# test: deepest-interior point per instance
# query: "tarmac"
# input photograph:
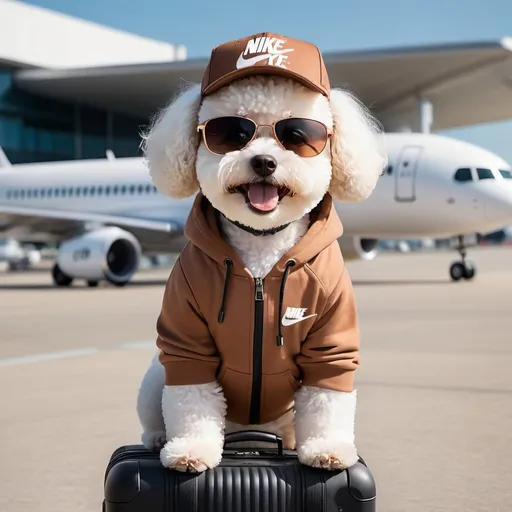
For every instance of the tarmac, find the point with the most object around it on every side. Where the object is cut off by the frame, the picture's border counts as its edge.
(434, 417)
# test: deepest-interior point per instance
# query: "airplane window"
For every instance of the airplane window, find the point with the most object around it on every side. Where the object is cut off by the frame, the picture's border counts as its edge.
(485, 174)
(463, 174)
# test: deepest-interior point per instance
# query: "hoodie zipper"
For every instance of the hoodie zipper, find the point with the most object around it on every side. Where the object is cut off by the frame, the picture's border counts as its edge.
(254, 415)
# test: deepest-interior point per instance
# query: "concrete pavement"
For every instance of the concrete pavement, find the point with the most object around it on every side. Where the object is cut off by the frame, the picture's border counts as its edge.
(435, 388)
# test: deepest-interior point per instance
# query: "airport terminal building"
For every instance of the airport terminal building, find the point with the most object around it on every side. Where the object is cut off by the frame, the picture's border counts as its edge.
(35, 128)
(71, 89)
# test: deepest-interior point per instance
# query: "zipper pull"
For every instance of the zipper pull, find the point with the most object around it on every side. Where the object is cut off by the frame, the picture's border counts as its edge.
(259, 289)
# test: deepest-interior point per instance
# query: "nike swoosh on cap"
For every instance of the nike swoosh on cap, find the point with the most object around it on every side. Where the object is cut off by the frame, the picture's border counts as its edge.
(290, 321)
(244, 63)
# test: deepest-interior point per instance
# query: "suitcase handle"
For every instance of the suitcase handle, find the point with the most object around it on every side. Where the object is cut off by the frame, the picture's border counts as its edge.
(256, 436)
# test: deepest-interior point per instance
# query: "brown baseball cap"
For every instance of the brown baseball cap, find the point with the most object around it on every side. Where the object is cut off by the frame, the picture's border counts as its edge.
(266, 54)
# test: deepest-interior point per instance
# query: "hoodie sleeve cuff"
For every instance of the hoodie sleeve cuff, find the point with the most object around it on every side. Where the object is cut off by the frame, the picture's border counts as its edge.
(328, 376)
(190, 373)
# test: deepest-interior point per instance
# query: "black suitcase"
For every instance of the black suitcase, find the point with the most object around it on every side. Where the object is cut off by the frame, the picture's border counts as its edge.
(247, 480)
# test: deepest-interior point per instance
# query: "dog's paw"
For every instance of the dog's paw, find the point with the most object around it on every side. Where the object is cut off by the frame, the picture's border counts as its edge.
(154, 441)
(191, 454)
(321, 453)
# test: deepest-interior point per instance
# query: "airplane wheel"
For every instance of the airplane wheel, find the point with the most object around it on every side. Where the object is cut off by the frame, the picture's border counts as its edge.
(469, 271)
(121, 284)
(59, 278)
(457, 271)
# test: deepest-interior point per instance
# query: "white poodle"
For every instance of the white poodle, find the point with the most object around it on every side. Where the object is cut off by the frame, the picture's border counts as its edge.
(260, 188)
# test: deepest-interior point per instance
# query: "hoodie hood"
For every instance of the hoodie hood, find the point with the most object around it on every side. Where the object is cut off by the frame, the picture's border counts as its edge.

TASK DETAILS: From the items above, pull out each line that contains the string "sleeve". Uppercase and lowercase letters count as different.

EXERCISE OUTPUT:
# query: "hoodie sleeve cuff"
For every instance of the hoodie sleeve cuff, find the point with the most object around it on every side. Where the object is cut off by the frame, the picture's border counts as its edge.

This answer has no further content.